## INPUT DATA

+---+

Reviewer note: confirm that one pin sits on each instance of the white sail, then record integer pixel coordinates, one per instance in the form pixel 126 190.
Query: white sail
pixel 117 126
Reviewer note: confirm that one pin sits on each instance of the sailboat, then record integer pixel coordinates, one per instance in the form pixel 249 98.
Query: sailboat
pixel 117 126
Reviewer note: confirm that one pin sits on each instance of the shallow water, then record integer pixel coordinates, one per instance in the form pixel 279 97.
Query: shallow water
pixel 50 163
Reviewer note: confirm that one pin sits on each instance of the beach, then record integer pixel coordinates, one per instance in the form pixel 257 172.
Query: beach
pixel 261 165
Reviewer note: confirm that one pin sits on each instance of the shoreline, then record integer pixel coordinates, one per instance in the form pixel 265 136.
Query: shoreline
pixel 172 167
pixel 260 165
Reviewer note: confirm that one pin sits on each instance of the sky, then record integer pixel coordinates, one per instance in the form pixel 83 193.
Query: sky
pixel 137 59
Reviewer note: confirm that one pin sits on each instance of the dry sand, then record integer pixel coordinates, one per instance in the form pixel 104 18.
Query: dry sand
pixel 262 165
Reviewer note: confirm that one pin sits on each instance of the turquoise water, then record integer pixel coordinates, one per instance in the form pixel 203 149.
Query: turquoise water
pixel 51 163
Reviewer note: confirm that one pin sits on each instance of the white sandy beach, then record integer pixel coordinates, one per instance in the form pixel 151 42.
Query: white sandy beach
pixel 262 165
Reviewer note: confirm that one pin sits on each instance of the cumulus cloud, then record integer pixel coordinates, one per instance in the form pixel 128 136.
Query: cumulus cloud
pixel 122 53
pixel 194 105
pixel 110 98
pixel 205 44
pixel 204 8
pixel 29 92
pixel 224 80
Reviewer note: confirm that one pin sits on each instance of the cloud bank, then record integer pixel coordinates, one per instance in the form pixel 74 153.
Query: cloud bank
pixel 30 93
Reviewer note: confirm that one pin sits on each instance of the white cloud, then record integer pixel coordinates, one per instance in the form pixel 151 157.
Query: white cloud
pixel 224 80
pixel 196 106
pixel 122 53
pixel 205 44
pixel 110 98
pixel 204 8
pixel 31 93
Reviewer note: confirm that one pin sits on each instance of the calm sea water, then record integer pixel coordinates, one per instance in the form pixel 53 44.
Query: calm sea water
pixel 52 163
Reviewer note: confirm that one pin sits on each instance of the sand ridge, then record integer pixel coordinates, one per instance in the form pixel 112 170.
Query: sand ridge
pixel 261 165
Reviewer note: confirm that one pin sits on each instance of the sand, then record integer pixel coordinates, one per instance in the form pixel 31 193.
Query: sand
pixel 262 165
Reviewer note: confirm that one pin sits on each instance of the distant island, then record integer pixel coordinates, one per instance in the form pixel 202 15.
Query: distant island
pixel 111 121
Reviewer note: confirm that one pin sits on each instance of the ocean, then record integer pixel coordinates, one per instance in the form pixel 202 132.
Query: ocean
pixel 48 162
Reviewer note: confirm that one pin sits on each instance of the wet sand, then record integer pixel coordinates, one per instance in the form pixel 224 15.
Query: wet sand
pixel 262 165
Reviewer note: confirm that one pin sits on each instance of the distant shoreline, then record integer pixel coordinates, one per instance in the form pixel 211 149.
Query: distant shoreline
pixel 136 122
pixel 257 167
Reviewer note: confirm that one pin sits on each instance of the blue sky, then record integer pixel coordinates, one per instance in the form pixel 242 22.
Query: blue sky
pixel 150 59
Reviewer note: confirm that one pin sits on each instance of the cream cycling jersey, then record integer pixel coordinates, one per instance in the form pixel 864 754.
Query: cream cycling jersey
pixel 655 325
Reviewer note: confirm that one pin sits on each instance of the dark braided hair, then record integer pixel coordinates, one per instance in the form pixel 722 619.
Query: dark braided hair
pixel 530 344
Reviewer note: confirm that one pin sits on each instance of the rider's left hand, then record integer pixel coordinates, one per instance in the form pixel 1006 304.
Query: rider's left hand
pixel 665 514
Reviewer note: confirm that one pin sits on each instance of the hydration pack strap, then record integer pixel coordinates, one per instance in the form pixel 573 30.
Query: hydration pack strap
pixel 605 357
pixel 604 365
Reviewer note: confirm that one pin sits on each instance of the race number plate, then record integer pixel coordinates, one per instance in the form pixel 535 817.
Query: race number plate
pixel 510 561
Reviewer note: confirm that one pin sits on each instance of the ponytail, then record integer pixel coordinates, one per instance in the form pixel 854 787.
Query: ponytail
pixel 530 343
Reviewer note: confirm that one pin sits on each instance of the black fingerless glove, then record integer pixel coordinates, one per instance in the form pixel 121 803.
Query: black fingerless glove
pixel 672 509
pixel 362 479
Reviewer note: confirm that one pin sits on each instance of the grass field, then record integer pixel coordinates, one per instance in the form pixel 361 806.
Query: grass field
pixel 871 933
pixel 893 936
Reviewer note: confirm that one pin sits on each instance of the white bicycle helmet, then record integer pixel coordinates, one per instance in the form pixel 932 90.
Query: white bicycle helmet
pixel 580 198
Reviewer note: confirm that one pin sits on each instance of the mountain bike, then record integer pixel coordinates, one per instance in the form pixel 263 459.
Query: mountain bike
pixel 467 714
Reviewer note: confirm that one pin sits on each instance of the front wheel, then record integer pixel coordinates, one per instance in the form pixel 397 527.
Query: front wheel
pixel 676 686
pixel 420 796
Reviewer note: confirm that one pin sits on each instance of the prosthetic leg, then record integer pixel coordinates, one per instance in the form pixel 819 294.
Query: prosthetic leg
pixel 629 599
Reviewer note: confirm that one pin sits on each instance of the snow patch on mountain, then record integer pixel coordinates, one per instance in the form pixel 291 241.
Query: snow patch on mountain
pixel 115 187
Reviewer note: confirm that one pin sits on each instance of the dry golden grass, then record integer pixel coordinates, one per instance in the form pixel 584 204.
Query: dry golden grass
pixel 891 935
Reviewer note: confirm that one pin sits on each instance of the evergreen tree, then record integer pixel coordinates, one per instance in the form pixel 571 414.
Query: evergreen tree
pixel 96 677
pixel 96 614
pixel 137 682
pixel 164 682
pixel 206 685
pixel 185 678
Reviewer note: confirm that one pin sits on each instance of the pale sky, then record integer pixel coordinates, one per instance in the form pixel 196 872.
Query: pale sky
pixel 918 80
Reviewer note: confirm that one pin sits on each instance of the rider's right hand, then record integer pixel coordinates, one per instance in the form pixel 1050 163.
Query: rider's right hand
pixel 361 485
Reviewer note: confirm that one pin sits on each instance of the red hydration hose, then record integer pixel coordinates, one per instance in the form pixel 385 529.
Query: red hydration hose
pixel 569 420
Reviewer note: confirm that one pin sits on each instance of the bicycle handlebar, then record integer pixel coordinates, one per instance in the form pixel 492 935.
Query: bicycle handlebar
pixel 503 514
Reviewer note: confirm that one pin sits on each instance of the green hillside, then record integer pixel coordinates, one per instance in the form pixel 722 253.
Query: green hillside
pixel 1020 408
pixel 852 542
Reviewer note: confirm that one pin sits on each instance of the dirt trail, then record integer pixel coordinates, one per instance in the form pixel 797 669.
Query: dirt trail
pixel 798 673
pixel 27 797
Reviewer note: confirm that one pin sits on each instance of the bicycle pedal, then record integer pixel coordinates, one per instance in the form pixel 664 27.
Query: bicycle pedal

+---+

## TASK INSTRUCTIONS
Using the listing above, show each line holding the string "pedal".

## ANSWER TO THIS EXERCISE
Reviewer note: confirm that one pin sits on each instance of the bicycle pedal, then record integer pixel coordinates, one per instance in the form pixel 664 27.
Query: bicycle pedal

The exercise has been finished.